• EXCERPT PROVIDED:
Computer games have widened their range of subjects. In the last few years, we've seen games dealing with serious topics such as LGBT issues, mental illness, or the morality of war. This has polarised critics. Supporters see this as the medium growing up: treating problematic or unpleasant topics, the way novels have done for centuries and films have done for decades. Detractors (the ones who are not just trolls) have pointed to a dilemma: is it possible to make an enjoyable game about an unenjoyable topic? If yes, isn't that distasteful: trivialising a real problem into a few hours' entertainment? If no - who would play an unenjoyable game?
Begscape by Porpentine is a game about a social issue, the plight of homeless beggars. It is also, in my opinion, enjoyable enough that I have come back to play it a dozen times.
It is extremely minimalist; it was only one of Porpentine's submissions for the 2014 IFComp, the other being the full-length, plot-heavy With Those We Love Alive. However, it never feels too bare. The game makes excellent use of randomisation to generate short but evocative descriptions of the villages, cities and citadels where you ply your trade, as well as brief glimpses of your travels in between. Despite the grimness of the subject, there is a good deal of beauty. You are in an insecure position and may be starving, but you're not blind to the port town of yellow wood and black seashells, or the distant sounds of singing as you approach your next goal. This feels true to life.
The gameplay itself is equally simple, but allows for a small amount of strategy. Each settlement has a certain cost of living. If you are not able to make enough money by nightfall, you will be forced to sleep in the street. If this occurs three nights in a row, you will die; a shorter period, and you will be reduced to a weakened state, from which you will slowly recuperate if you get food and board. Every morning, you have the choice to stay or move on (or will be expelled by the townspeople). There is no way of knowing whether the next town will have cheaper or more expensive costs of living. You have to take your chances, and there is even a slight random risk of an event during your travel impacting your health. Figuring out when leaving is worth the risk is the strategy that will keep you alive.

(Dataset lines on where objects appear)

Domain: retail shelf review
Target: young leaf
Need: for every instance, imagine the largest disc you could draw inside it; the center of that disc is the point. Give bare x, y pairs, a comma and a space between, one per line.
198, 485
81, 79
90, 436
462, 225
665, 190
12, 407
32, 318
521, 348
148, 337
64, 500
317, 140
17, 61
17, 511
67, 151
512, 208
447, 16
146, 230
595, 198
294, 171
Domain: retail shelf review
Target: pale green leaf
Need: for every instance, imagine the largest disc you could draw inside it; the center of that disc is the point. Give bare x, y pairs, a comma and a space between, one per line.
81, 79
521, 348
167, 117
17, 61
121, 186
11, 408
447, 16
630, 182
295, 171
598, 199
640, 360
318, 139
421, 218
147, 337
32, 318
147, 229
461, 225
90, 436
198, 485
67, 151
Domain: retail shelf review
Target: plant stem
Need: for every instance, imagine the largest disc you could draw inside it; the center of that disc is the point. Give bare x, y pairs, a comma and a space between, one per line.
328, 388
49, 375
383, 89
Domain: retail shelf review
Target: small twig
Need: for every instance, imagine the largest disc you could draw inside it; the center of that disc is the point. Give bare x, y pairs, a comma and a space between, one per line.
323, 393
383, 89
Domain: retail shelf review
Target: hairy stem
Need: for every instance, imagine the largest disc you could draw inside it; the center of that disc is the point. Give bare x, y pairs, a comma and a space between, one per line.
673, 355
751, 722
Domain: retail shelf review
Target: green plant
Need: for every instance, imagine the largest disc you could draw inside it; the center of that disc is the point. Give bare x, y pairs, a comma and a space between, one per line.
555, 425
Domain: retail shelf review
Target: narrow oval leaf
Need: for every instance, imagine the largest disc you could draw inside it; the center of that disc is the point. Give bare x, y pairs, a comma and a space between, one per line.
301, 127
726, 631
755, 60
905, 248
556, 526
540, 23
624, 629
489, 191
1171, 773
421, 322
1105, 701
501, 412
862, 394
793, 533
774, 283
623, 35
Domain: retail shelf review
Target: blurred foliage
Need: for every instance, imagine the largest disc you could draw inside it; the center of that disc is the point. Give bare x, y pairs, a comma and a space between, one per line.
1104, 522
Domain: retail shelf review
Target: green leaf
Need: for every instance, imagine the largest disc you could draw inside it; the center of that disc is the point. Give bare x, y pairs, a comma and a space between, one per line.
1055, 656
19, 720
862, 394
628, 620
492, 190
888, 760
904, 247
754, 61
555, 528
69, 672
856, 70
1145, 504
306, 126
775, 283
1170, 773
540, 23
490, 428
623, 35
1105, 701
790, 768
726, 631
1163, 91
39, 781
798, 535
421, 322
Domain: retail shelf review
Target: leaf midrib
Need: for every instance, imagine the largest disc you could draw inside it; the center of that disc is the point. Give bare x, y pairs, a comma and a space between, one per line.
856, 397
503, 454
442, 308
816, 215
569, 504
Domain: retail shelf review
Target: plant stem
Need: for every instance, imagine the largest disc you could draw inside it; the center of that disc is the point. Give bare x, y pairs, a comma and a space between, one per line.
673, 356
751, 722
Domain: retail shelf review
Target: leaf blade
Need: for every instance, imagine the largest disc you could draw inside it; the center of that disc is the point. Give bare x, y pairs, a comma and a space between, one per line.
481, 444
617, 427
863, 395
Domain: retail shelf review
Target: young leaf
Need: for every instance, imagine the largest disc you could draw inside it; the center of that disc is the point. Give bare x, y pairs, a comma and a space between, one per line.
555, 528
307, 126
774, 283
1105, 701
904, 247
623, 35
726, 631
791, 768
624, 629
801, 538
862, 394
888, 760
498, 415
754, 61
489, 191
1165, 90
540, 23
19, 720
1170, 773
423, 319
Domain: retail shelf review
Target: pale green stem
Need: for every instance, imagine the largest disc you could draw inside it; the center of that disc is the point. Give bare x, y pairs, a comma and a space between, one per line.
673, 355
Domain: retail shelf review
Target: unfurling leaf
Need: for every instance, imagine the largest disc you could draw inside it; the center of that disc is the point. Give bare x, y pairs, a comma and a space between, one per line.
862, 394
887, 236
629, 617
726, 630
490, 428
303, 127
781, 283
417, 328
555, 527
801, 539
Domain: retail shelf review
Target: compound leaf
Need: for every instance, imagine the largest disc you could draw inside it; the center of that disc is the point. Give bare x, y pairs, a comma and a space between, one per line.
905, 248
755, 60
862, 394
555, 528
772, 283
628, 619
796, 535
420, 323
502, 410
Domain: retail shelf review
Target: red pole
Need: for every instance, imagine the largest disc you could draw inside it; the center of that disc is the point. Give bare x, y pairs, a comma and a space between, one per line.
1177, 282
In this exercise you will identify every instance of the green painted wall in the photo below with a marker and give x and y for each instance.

• EXERCISE BRIEF:
Please list the serious topics that the opening paragraph of the Begscape review gives as examples of what recent games have dealt with.

• SOLUTION TO THIS TASK:
- LGBT issues
- Mental illness
- The morality of war